● Aim of the exercise: Quote every line as given.

● Data rows:
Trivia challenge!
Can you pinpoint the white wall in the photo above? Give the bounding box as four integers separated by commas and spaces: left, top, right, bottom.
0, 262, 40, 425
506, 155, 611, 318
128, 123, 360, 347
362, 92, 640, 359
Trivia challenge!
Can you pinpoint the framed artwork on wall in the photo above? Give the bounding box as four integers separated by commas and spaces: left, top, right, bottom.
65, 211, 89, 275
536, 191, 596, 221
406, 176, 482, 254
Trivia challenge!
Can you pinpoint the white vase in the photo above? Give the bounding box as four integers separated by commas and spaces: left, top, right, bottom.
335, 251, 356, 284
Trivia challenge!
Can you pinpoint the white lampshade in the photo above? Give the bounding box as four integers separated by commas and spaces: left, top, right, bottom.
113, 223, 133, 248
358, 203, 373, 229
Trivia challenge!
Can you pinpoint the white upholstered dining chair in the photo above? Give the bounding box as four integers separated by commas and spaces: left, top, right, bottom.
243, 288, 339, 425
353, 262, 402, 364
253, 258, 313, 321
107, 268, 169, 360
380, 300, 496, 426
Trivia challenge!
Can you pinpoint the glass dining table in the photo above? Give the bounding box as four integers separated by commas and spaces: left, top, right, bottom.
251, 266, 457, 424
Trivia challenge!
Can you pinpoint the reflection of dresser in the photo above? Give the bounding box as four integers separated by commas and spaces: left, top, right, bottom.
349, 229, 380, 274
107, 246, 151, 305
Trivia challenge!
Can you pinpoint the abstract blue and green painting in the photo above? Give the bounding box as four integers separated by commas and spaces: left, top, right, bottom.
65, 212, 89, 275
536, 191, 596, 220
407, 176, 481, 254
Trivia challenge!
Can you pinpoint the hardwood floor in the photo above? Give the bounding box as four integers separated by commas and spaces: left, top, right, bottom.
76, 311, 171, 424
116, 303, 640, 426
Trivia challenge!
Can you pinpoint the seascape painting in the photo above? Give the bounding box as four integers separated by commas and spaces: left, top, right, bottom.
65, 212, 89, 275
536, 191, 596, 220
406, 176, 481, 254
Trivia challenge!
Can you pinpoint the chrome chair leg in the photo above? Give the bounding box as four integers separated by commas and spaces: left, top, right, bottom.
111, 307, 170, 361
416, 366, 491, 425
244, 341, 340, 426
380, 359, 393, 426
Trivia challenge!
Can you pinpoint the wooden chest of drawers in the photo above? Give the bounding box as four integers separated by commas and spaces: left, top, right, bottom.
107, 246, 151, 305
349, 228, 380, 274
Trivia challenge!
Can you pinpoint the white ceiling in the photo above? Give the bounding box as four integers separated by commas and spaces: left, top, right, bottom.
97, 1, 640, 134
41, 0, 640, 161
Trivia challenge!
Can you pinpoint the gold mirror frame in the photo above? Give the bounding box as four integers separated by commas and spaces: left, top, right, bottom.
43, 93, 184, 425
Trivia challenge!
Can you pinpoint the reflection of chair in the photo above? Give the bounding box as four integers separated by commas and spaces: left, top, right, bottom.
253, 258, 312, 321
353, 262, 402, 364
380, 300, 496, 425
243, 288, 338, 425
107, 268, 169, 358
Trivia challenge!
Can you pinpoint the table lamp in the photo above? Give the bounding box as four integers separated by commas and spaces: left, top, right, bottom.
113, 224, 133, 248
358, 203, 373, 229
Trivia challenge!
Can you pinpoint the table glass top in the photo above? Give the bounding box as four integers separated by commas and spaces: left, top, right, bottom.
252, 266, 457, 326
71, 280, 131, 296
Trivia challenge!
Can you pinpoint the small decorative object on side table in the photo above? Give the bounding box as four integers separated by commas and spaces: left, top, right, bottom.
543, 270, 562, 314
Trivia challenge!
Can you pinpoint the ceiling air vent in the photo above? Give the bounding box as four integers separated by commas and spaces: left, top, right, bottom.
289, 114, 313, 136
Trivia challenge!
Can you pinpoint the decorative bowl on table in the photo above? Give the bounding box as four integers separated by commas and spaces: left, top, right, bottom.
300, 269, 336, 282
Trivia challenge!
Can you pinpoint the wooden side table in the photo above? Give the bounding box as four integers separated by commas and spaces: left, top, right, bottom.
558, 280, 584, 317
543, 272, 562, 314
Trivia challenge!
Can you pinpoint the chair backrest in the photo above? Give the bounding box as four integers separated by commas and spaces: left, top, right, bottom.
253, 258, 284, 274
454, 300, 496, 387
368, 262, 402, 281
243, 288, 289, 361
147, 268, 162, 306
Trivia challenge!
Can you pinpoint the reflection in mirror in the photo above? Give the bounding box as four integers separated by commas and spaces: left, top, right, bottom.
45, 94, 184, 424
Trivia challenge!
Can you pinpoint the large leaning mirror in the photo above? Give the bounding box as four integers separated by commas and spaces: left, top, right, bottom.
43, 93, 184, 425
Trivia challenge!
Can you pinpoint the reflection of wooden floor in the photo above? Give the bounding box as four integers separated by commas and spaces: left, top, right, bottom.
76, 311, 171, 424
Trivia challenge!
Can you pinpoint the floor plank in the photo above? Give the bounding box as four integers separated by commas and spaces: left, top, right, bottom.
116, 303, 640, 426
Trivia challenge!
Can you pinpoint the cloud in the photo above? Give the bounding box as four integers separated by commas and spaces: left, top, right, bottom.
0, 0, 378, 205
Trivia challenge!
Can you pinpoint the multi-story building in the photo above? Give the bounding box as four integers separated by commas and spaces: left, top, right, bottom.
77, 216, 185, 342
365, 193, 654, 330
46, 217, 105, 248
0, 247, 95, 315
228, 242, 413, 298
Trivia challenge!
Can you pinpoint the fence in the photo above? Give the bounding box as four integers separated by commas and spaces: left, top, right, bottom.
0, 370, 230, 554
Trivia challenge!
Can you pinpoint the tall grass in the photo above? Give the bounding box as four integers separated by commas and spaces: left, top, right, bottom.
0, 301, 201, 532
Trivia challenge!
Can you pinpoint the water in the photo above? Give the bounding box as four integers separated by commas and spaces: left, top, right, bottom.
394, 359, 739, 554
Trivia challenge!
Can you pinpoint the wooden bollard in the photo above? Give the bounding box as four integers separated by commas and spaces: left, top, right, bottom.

● Exercise output:
Trivia challenge!
Can you pinpoint the white wall in the photo above? Give the bounding box as four integers separated by commas and spaces: left, top, right, bottom.
0, 262, 40, 425
506, 155, 611, 318
128, 123, 360, 347
362, 92, 640, 359
Trivia challenge!
Can you pinpoint the framed artwork on wall in the photo above? Give the bounding box as four integers separated by commas and spaces: left, top, right, bottom.
65, 211, 89, 275
536, 191, 596, 221
406, 176, 482, 254
Trivia challenge!
Can you pinpoint the white vase in the photo above? Give the bounding box as four integers separated by commas and spaces: left, top, right, bottom.
335, 251, 356, 284
Trivia challenge!
Can you pinpoint the white lampshade in the photo above? Give the bounding box as four integers separated by commas and spaces: left, top, right, bottom.
113, 223, 133, 248
358, 203, 373, 229
Trivia challenge!
Can you pinpoint the white upholstered dining chair in the photo above? Give the bounding box as four integers separated by commas and spaces: left, top, right, bottom.
243, 288, 339, 425
353, 262, 402, 364
253, 258, 313, 321
107, 268, 169, 360
380, 300, 496, 426
Trivia challenge!
Can you pinpoint the glass dining table in the photo above? Give the bounding box as four integers separated by commas and spaces: left, top, right, bottom.
251, 266, 457, 424
Trivia challenge!
Can you pinpoint the reflection of dresser in the photo above? Give the bounding box as four integers separated by commas and spaces: left, top, right, bottom.
349, 229, 380, 274
107, 246, 151, 305
Trivia challenge!
Can you pinpoint the abstract blue and green painting in the photo above? Give the bounding box as four integers separated by commas and spaces: left, top, right, bottom.
65, 212, 89, 275
536, 191, 596, 220
407, 176, 481, 254
Trivia challenge!
Can you pinpoint the hardwood floor in the photo above? Give the bounding box as four integers separated by commas and spaces: left, top, right, bottom.
76, 311, 171, 424
116, 303, 640, 426
Trivia challenge!
Can you pinpoint the seascape painting in the photo above? Give the bounding box as four integers separated by commas and spaces: left, top, right, bottom.
65, 212, 89, 275
536, 191, 596, 220
406, 176, 481, 254
Trivia challenge!
Can you pinpoint the chrome chair leg in the photo above? Give the bounding box as four integers separated by commas and spaces: left, top, right, bottom.
111, 307, 170, 361
416, 366, 491, 425
244, 341, 340, 426
380, 359, 393, 426
Trivia challenge!
Can you pinpoint the wooden chest of drawers in the photo above? Give the bounding box as four integers separated by commas and spaces: left, top, right, bottom.
107, 246, 151, 305
349, 228, 380, 274
Trivia challenge!
Can you pinpoint the white ceiling in the photo above? Give the bounding box as four integers separated by commas and spaces: left, top, right, bottom.
97, 1, 640, 134
41, 0, 640, 161
Trivia challenge!
Can you pinpoint the gold mirror frame in the photo above? Give the bounding box as four integers separated by commas and spaces: left, top, right, bottom.
43, 93, 184, 425
Trivia challenge!
Can you pinpoint the reflection of chair in the photo above? Give the bounding box as four integers separated by commas and spaces: left, top, right, bottom.
253, 258, 312, 321
353, 262, 402, 364
380, 300, 496, 425
243, 288, 338, 425
107, 268, 169, 358
Trivia challenge!
Can you pinpoint the table lamp in the photo above? Give the bounding box as four integers separated by commas and spaces: left, top, right, bottom.
113, 224, 133, 248
358, 203, 373, 229
Trivia challenge!
Can you pinpoint the table glass top in the photo above? Give the bounding box as four integers separated by commas and spaces: left, top, right, bottom.
252, 266, 457, 326
71, 280, 131, 296
Trivia challenge!
Can you pinpoint the small decorative object on side table in the photo above? Give the bounding box as four integers separated by commas and spaces: left, top, right, bottom.
543, 270, 562, 314
Trivia challenge!
Can you pinpoint the ceiling air vent in the photo above? Give the bounding box as four integers separated by commas and spaces: left, top, right, bottom.
289, 114, 313, 136
Trivia challenge!
Can you pinpoint the decorative bowl on table in the photo above? Give the bounding box as four integers separated by commas and spaces: left, top, right, bottom.
300, 269, 336, 282
Trivia challenge!
Can you pinpoint the wooden side table in the photo above? Give the bounding box as four integers separated by commas and spaces: left, top, right, bottom.
558, 280, 584, 317
543, 272, 562, 314
Trivia challenge!
Can you pinpoint the chair backrest in the photo above? Give the bounding box as four integers separated by commas and spaces: left, top, right, bottom.
253, 258, 284, 274
454, 300, 496, 387
368, 262, 402, 281
243, 288, 289, 361
147, 268, 162, 306
Trivia challenge!
Can you pinpoint the reflection in mirror in the photo above? Give the bounding box as four integers separated by commas and spaces: left, top, right, bottom.
45, 94, 184, 424
Trivia challenge!
Can you pinpoint the large leaning mirror in the photo above? Give the bounding box as four integers separated by commas and spaces: left, top, right, bottom.
43, 93, 184, 425
Trivia challenge!
Can you pinpoint the reflection of wooden floor in the photo above? Give the bounding box as four integers separated by commas and spaces: left, top, right, bottom.
76, 311, 171, 424
Trivia challenge!
Can you pinpoint the floor plank in the photo above? Give the bounding box as four integers separated by commas and spaces: left, top, right, bottom.
116, 303, 640, 426
Trivia challenge!
Can you pinpoint the cloud in the photo above? Give the bounding box as four integers separated by commas and spaces: left, top, right, bottom.
0, 0, 378, 205
Trivia challenge!
Can you pinpoint the multi-story building in the photo above? Give the bounding box as four integers separated by commas and spaces: left, top, right, bottom.
77, 216, 185, 342
365, 193, 654, 330
46, 217, 105, 248
0, 247, 95, 315
228, 242, 413, 298
Trivia challenge!
Can you pinpoint the fence in the photo above? Give the bounding box as four integers separated by commas and spaces: left, top, right, bottom.
0, 370, 230, 554
Trivia challenge!
Can you pinpoint the tall grass in the photo above? Give the bounding box as four integers separated by commas and spaces: left, top, right, bottom.
0, 301, 201, 532
Trivia challenge!
Can you pinpoint the water in the photo above? Give the bounding box as four integers separated by commas and spaces: left, top, right, bottom.
394, 359, 739, 554
Trivia challenge!
Can you pinpoint the wooden bollard in the photo above? Give the bounding box as four integers separated by commas and spaces: left, top, right, bottom.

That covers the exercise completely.